__CHALLENGES__
**a)** In the wall thickness discussion, list in order every label that follows an equals sign in Step 1.
**b)** Extend the wall thickness discussion past its final line.

>> BEGIN GIVEN TEXT

Subject: Question on Book-Minimum Wall Thickness Calculations Using Tolerance Stack-Up Analysis

Jim,

I’ve been working my way through your book Geometric Dimensioning and Tolerancing and had a question regarding one of your examples. In Step 1 of the solution for Figure 25-11 on page 496, I understand all of the calculations except that I would also expect there to be some inclusion of the datum shift allowed for Maximum Material Boundary on datum B for the central hole. Am I correct that this would add another .040 to the diameter of the Outer Boundary of the holes?

I’ve really enjoyed and learned a lot from the book so far.

Best regards,

Michael

From Page 497
Step 1:

.375 = LMC Hole
+ .035 = Geo. Tol. at LMC
Ř.410 = Outer Boundary Hole
+ .400 = Datum Feature Shift 
Ř.810 = Outer Boundary Hole with Pattern Shift
+ .400 = Position Tol. of D
Ř1.210 = Outer Boundary Holes with all Facets
R.605

Step 2:
4.990 = LMC Outside Diameter
- .040 = Geo. Tol. at LMC Ř 4.950 = R2.475
Ř4.950 = Inner Boundary of Outside Diameter 2

Step 3:
1.600 Basic Distance between Holes
x  2 (1.4142)
Ř 2.263 Bolt Circle Diameter
R1.1315

FIGURE 25-12 [Circuit Graphed]



Michael,

The tolerance on datum feature B can either be used as perpendicularity tolerance on the O.D., or it can be used as datum feature shift for datum feature D. Since it was used as perpendicularity tolerance on B, it would negate any shift of datum feature D from datum B being referenced at MMB. Notice step 2 where the perpendicularity tolerance is listed as .040. If it’s there, it locks up the B feature. One way to understand this is to picture the functional gage that inspects datum feature D. In this gage, datum feature B would be simulated by a gage hole that is a diameter of 5.030. If you look at step 2 and add the .040 to the 4.990 (instead of subtracting it as the step does), it shows that the O.D. would (at 5.030) lock itself up inside the gage hole which is that size.

Hope this helps.

>> END GIVEN TEXT
>> BEGIN DATA PROVIDED

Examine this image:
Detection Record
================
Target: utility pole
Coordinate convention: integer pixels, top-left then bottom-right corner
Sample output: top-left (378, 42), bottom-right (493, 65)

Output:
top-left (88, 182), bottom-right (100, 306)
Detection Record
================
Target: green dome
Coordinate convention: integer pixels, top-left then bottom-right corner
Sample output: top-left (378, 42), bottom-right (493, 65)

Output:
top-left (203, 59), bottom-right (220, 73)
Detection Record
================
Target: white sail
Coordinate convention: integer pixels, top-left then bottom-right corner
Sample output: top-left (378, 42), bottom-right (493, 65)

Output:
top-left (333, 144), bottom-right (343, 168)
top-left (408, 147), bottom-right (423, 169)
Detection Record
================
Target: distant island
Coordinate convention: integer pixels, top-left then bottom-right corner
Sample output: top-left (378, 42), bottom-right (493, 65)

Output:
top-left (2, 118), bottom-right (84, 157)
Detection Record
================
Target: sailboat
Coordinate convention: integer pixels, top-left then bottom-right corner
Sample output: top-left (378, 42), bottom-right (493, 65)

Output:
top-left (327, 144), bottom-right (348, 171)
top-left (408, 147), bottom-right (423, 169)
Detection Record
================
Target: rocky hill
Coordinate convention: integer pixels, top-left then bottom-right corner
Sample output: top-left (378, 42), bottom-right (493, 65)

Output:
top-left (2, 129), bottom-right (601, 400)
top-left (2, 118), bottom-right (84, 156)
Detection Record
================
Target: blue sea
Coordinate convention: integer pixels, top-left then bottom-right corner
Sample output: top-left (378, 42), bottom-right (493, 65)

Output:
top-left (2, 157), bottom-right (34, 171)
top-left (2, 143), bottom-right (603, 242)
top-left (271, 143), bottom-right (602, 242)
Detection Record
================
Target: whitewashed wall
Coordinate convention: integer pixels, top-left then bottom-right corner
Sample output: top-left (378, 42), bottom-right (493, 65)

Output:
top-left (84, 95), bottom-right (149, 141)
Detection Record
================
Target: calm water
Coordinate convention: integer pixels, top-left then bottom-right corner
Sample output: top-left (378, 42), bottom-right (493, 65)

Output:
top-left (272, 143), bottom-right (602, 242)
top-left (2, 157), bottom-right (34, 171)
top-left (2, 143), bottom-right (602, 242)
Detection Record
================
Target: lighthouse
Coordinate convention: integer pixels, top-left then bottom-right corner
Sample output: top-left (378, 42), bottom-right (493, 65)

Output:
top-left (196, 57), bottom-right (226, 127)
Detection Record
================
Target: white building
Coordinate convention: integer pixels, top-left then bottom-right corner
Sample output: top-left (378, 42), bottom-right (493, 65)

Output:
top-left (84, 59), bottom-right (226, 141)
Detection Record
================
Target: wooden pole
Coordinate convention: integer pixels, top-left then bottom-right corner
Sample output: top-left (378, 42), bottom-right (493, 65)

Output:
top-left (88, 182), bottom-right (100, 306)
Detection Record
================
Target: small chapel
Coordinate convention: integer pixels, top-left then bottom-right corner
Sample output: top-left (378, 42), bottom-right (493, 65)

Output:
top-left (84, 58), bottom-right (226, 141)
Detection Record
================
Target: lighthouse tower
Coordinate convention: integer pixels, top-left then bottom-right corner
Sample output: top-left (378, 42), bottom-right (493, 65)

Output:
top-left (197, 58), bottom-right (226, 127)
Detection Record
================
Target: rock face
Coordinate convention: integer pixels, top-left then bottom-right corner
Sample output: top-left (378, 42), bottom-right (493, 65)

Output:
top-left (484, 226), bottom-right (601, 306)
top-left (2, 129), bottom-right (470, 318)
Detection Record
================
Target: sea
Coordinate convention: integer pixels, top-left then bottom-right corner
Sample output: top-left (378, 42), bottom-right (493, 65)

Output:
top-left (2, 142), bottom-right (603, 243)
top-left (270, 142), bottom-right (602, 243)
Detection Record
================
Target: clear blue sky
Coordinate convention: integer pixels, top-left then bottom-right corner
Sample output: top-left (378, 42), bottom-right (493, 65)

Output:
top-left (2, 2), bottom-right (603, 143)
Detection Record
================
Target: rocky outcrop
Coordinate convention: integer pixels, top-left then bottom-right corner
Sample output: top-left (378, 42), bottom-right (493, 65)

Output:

>> END DATA PROVIDED

__ANSWERS__
**a)**
LMC Hole
Geo. Tol. at LMC
Outer Boundary Hole
Datum Feature Shift
Outer Boundary Hole with Pattern Shift
Position Tol. of D
Outer Boundary Holes with all Facets

**b)**
Jim
 



Subject: Mistake on Page 42 and 47 of your Workbook? Variables Data Analysis

Hello, Mr. Meadows,

I purchased your book "Workbook and Answers for GDT" and going over problems. I realize that space is limited and sometimes detailed answers cannot be given. I so far cannot explain responses to some questions:

Question 16 on Page 42;
0.04 straightness at RFS of surface elements. The part has a taper as manufactured ranging from 100.1 to 99.9. If I were to look at surface elements, draw two parallel lines (.04 apart) to axis of part from 100.1, straightness is violated. 0.1 is greater than 0.04. Am I missing something?

16. Circularity, Straightness & Total Runout



Regarding the last part of Question 21 on Page 47

I don't understand the question and answer regarding the .003 out-of-straightness. There is no mention of straightness on the drawing and why would an inspector look at derived median. If the part is made within the limits of size.....I don't understand?

Paul

The Problem as stated for page 47:
Part 12135 – Bushing: Using the following variables data, assess the part on the following page and make assessments pertaining to its compliance to the tolerances depicted.
Available collected measurement data:
•Outside diameter measures .525 at its largest and .519 at its smallest.
•Part outside diameter is round to within .0002.
•FIM of I.D. while centered on and rotating about datum axis D is .002 at each cross section.
•Inside diameter is .2550 at its largest and .2549 at its smallest.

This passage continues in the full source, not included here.